▶ **PROBLEM TO WORK ON**: Any picture in the records below stays out; return everything else exactly.

▶ **SUPPLIED RECORDS**:
^^^^

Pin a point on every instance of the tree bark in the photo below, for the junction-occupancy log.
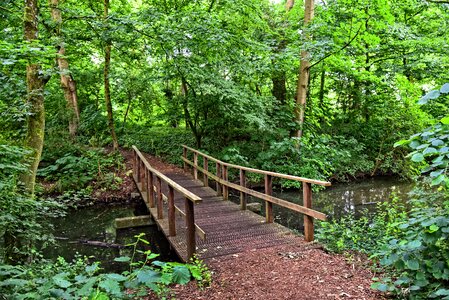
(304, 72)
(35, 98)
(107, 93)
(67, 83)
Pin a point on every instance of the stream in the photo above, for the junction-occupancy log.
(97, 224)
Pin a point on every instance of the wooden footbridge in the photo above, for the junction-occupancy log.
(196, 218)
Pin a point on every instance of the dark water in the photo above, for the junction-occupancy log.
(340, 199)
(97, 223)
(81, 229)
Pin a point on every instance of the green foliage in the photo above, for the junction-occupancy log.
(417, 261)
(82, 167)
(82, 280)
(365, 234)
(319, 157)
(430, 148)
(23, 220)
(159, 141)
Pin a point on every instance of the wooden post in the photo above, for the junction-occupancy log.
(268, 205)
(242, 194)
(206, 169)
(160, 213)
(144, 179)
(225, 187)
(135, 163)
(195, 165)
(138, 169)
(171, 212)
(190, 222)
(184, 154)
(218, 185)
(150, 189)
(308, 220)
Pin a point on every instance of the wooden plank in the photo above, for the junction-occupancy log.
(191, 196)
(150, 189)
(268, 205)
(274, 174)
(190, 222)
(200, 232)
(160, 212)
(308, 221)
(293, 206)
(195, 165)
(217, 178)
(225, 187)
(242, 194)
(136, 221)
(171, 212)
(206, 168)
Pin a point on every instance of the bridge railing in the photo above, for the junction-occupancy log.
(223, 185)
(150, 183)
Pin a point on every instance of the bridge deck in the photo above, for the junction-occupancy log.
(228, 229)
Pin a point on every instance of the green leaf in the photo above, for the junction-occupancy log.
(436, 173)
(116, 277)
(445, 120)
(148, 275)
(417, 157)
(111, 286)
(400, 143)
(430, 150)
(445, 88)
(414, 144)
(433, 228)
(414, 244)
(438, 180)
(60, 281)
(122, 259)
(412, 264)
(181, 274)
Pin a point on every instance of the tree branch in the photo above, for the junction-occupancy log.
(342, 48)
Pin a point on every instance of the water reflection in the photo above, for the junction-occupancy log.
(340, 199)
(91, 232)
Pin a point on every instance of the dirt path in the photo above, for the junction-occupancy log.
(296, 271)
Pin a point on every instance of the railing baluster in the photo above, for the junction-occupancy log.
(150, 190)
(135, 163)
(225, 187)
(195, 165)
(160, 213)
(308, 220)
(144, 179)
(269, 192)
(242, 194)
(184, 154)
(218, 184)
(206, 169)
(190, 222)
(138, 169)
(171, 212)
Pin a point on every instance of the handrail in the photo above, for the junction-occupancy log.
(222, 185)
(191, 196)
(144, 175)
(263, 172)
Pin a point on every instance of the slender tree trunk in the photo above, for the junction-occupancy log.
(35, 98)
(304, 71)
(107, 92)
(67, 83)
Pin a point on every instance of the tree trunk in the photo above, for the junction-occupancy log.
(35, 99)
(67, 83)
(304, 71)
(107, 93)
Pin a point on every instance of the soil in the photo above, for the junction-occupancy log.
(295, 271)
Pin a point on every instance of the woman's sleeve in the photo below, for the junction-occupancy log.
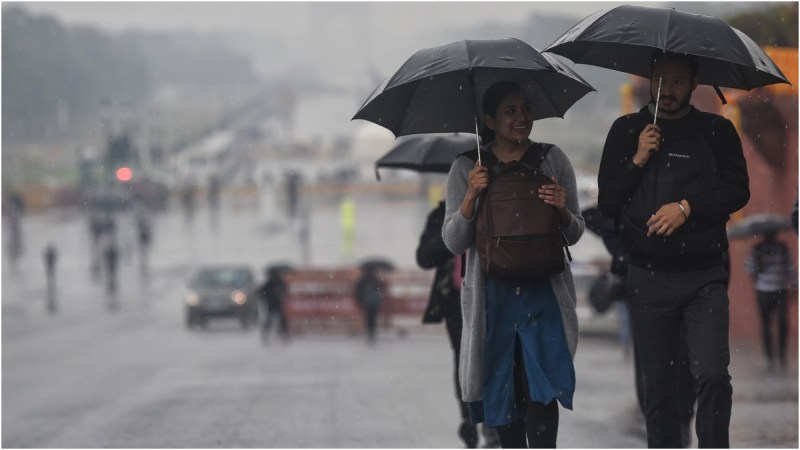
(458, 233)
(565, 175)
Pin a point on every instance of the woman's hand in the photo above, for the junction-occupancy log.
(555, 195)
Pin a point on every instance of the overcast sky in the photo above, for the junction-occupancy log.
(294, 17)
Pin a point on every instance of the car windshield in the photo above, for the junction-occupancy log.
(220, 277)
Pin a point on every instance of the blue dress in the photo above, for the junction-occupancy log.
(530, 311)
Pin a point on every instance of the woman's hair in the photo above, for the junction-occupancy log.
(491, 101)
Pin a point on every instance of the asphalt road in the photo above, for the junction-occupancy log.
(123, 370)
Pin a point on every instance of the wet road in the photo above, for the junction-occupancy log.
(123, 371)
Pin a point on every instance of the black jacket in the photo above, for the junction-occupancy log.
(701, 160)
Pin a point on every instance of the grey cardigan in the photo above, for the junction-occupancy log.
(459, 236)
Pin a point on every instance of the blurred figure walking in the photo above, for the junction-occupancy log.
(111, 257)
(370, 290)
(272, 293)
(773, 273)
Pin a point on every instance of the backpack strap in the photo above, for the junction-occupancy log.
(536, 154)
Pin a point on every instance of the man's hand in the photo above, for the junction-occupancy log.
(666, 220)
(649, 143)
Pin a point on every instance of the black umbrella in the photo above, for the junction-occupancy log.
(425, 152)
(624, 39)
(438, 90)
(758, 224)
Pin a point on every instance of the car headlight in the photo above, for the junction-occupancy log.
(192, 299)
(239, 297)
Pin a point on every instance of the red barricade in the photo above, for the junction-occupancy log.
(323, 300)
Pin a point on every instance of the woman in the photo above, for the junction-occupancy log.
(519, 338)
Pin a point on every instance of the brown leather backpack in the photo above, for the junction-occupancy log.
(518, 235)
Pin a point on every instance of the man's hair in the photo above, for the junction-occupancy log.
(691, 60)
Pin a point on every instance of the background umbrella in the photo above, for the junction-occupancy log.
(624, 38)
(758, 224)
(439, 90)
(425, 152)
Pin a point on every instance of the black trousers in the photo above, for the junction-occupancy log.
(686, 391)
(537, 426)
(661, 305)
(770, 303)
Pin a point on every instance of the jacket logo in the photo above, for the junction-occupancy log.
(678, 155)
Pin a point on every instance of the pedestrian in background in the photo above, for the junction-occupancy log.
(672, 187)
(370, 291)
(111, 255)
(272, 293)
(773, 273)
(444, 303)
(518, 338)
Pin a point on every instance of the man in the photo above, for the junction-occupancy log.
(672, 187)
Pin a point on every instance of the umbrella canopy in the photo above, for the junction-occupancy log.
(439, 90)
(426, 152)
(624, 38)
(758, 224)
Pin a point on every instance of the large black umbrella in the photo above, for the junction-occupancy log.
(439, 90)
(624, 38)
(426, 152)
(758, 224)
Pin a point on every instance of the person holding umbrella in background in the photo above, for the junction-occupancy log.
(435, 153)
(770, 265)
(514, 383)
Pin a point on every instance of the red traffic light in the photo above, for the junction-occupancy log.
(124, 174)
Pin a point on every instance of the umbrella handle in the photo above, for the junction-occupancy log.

^^^^

▶ **THE COMPLETED TASK**:
Pin a point on every instance of the tree bark in the photo below, for the junction-occupancy log.
(304, 72)
(35, 98)
(107, 93)
(67, 83)
Pin a point on every instance of the stream in the photo above, for the junction-occupancy log.
(97, 224)
Pin a point on every instance of the wooden footbridge in the photo above, for the junction-occupancy log.
(196, 218)
Pin a point on every instance of the dark water in the photo above, for the junction-occupancy log.
(340, 199)
(97, 223)
(81, 229)
Pin a point on every instance of the green foliage in the photo above, for the junction-occupancy log.
(417, 261)
(82, 167)
(82, 280)
(365, 234)
(319, 157)
(430, 148)
(23, 220)
(159, 141)
Pin a point on every instance of the wooden post in the photo above, for the junction-occupancy log.
(268, 205)
(242, 194)
(206, 169)
(160, 213)
(144, 179)
(225, 187)
(135, 163)
(195, 165)
(138, 169)
(171, 212)
(190, 222)
(184, 154)
(218, 185)
(150, 189)
(308, 220)
Pin a point on every instance of the wooden plank in the photo above, for the junction-occupancy log.
(191, 196)
(150, 189)
(268, 205)
(274, 174)
(190, 222)
(200, 232)
(160, 212)
(308, 221)
(293, 206)
(195, 165)
(217, 178)
(225, 187)
(242, 194)
(136, 221)
(171, 212)
(206, 168)
Pin a point on every instance of the bridge railing in the photo above, for the junction-occupancy log.
(223, 185)
(150, 183)
Pin a point on every instance of the bridge deck in the photo above, for the junction-occupancy log.
(228, 229)
Pin a point on every instance of the green leaf in the photo above, for the junction-occupancy log.
(436, 173)
(116, 277)
(445, 120)
(148, 275)
(417, 157)
(111, 286)
(400, 143)
(430, 150)
(445, 88)
(414, 144)
(433, 228)
(414, 244)
(438, 180)
(60, 281)
(122, 259)
(412, 264)
(181, 274)
Pin a point on every instance of the tree branch in the photo above, for the junction-occupancy log.
(342, 48)
Pin a point on every instance of the water reflection in the photo above, for the junction-occupancy log.
(340, 199)
(91, 232)
Pin a point on every instance of the dirt path in the photo above, for the junction-occupancy log.
(296, 271)
Pin a point on every instance of the railing baluster in the photo above, for the junction-occupancy log.
(150, 190)
(135, 163)
(225, 187)
(195, 165)
(160, 213)
(308, 220)
(144, 179)
(269, 192)
(242, 194)
(184, 154)
(218, 184)
(206, 169)
(190, 222)
(138, 169)
(171, 212)
Pin a point on every instance of the handrail in the photo above, for the junction-occupancy log.
(222, 185)
(191, 196)
(144, 175)
(263, 172)
Pin a point on every instance of the slender tree trunk in the photo above, for the junction-occupancy log.
(35, 98)
(304, 71)
(107, 92)
(67, 83)
Pin a point on every instance of the tree trunk in the photo above, for the junction-occupancy log.
(35, 99)
(67, 83)
(304, 71)
(107, 93)
Pin a point on every instance of the soil in the photo above, for the junction-occupancy log.
(295, 271)
Pin a point on every instance of the woman's sleeve in the photo below, for the junction-occupancy log.
(458, 233)
(565, 175)
Pin a point on every instance of the woman's hand in the photo above, for the junction-occupancy log.
(555, 195)
Pin a point on every instance of the overcast sky in the photo above, for the junction-occupancy log.
(294, 17)
Pin a point on every instance of the car windshield in the photo above, for the junction-occupancy log.
(220, 277)
Pin a point on every instance of the blue dress in the photo above, for the junction-occupancy log.
(530, 311)
Pin a point on every instance of the woman's hair in the photo above, for the junction-occupancy log.
(491, 101)
Pin a point on every instance of the asphalt road in the photo above, for the junction-occupancy log.
(123, 370)
Pin a point on every instance of the wet road in the photo above, for the junction-occupancy log.
(123, 371)
Pin a point on every instance of the black jacket in the photo above, for the junction-occupancy log.
(701, 160)
Pin a point on every instance of the grey cardigan in the photo above, for the junction-occupancy log.
(459, 236)
Pin a point on every instance of the blurred figure walking in the photo above, for the junction-occupancy log.
(111, 257)
(370, 290)
(272, 293)
(773, 273)
Pin a point on every instance of the backpack strap in the photo above, for the junction-occupancy log.
(536, 154)
Pin a point on every instance of the man's hand in the photo above, for the junction-occupancy log.
(666, 220)
(649, 143)
Pin a point on every instance of the black umbrella in the photo above, for the junction-occupancy log.
(425, 152)
(624, 39)
(438, 90)
(758, 224)
Pin a point on every instance of the car headlight in the photo above, for the junction-occupancy log.
(192, 299)
(239, 297)
Pin a point on every instance of the red barricade in the photo above, for the junction-occupancy log.
(323, 300)
Pin a point on every instance of the woman in the photo above, for the junction-occupancy log.
(519, 338)
Pin a point on every instance of the brown leather backpack in the photo above, for the junction-occupancy log.
(518, 235)
Pin a point on every instance of the man's hair in the photo above, for the junction-occupancy log.
(691, 60)
Pin a point on every instance of the background umbrella in the photo above, for the junction-occupancy log.
(624, 38)
(758, 224)
(439, 90)
(425, 152)
Pin a point on every instance of the black trousers in the photo above, for the junction-occupancy log.
(686, 391)
(537, 426)
(661, 305)
(770, 303)
Pin a point on every instance of the jacket logo in the photo above, for the junction-occupancy log.
(678, 155)
Pin a point on every instance of the pedestrian in background in the photo above, for the junction-occupancy log.
(672, 187)
(370, 291)
(111, 255)
(272, 293)
(773, 273)
(444, 303)
(518, 338)
Pin a point on every instance of the man in the photo above, for the junction-occupancy log.
(672, 187)
Pin a point on every instance of the umbrella canopy in the photo above, for the junction-occupancy log.
(439, 90)
(426, 152)
(624, 38)
(758, 224)
Pin a point on every instance of the large black umbrella in the photo above, for the junction-occupancy log.
(439, 90)
(624, 38)
(426, 152)
(758, 224)
Pin a point on every instance of the person holding umbrella in background in the photo above, for the junction-occupancy log.
(435, 153)
(770, 265)
(514, 383)
Pin a point on every instance of the red traffic light in the photo above, for the junction-occupancy log.
(124, 174)
Pin a point on every instance of the umbrella handle in the photo above, for the junction-occupancy log.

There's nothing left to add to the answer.